Outras medidas previstas na convenção, como a adoção de mais alertas na embalagem ou até mesmo de uma embalagem genérica, em que todas as marcas seguiriam um padrão semelhante, sem destaque de cores, por exemplo, também estão em discussão, de acordo com o ministro.
"É uma medida adotada em alguns países e há recomendação da Convenção-quadro para que seja analisada", afirmou. "Tudo isso faz parte de um conjunto de medidas para alertar o consumidor sobre os riscos à saúde do que consome", disse, citando também o fato de que o governo discute aumentar a tributação de bebidas açucaradas.
ADITIVOS
Representantes do Ministério da Saúde e Inca também aproveitaram o evento para lançar um posicionamento a favor do veto ao uso de aditivos em cigarros, tema à espera de julgamento pelo STF (Supremo Tribunal Federal).
Embora os aditivos já tivessem sido proibidos pela Anvisa (Agência Nacional de Vigilância Sanitária) em 2012, a Confederação Nacional da Indústria obteve uma liminar por meio da ministra Rosa Weber que impediu que a resolução da agência entrasse em vigor no ano seguinte. Desde então, a ação está parada no STF.
Para o ministério e Inca, os aditivos usados para dar sabor aos cigarros tendem a se transformar em substâncias tóxicas durante a queima.
"O açúcar quando queimado se transforma em substância neurotóxica. Sabemos que é um aditivo intencionalmente colocado com esse objetivo", afirma Cavalcanti.

§ ITENS DE DADOS:
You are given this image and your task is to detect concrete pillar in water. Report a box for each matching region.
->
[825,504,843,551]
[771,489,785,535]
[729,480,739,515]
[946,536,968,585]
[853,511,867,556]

§ TRABALHO SOLICITADO:
**a.** Traduza para o inglês esta frase do trecho sobre o controle do tabaco: "Para o ministério e Inca, os aditivos usados para dar sabor aos cigarros tendem a se transformar em substâncias tóxicas durante a queima."
**b.** Retome o trecho sobre o controle do tabaco e dê continuidade a ele a partir da última frase.
Os itens não precisam ser consultados.

§ RESPOSTAS POR TAREFA:
**a.** According to the ministry and Inca, the additives used to flavor cigarettes tend to turn into toxic substances when burned.

**b.**
Ao disfarçar o gosto do cigarro, também podem levar crianças e jovens ao fumo, diz a diretora-geral do Inca, Ana Cristina Pinho.
"Todos os estudos mostram que o início do hábito de fumar acontece ao final da infância e início da adolescência. É uma etapa estratégica para se prevenir o hábito de fumar. A adição de sabores tornando o cigarro mais agradável facilita essa adesão ao vício."
Já a indústria alega que os aditivos não servem apenas para dar sabor e que não caberia à Anvisa decidir sobre um possível veto, mas ao Congresso.
Favorável à proibição, Barros aproveitou a cerimônia para pedir a deputados e membros de entidades que visitassem o gabinete da ministra Rosa Weber para pedir que o processo seja colocado em pauta. "Eu já fui duas vezes."
FUMANTES PASSIVOS
O ministério também apresentou novos dados sobre o consumo de cigarros no Brasil. Em oito anos, o número de fumantes passivos dentro de casa diminuiu 42%, segundo dados da pesquisa Vigitel.
Em 2009, o índice de pessoas que inalam a fumaça de cigarro no domicílio correspondia a 12,9% da população adulta. Já em 2016, ano dos dados mais recentes disponíveis, esse percentual caiu para 7,3%.
Apesar da queda, o número ainda preocupa, informa Fátima Marinho, da Secretaria de Vigilância em Saúde. Estudos apontam que a exposição à fumaça do tabaco está relacionada ao aumento no risco de câncer de pulmão, infarto e de outras doenças graves ligadas ao tabagismo.
"Alguns estados ainda têm alta exposição no ambiente domiciliar. Isso mostra o que temos que focar em termos de políticas públicas", afirma.
O governo atribui a queda tanto no número de fumantes quanto no de fumantes passivos às medidas de controle do tabagismo adotadas nos últimos anos, como a definição de preços mínimos e aumento da taxação dos cigarros, o veto à publicidade e a regulamentação da lei antifumo, que proibiu o fumo em lugares fechados, abolindo fumódromos, por exemplo.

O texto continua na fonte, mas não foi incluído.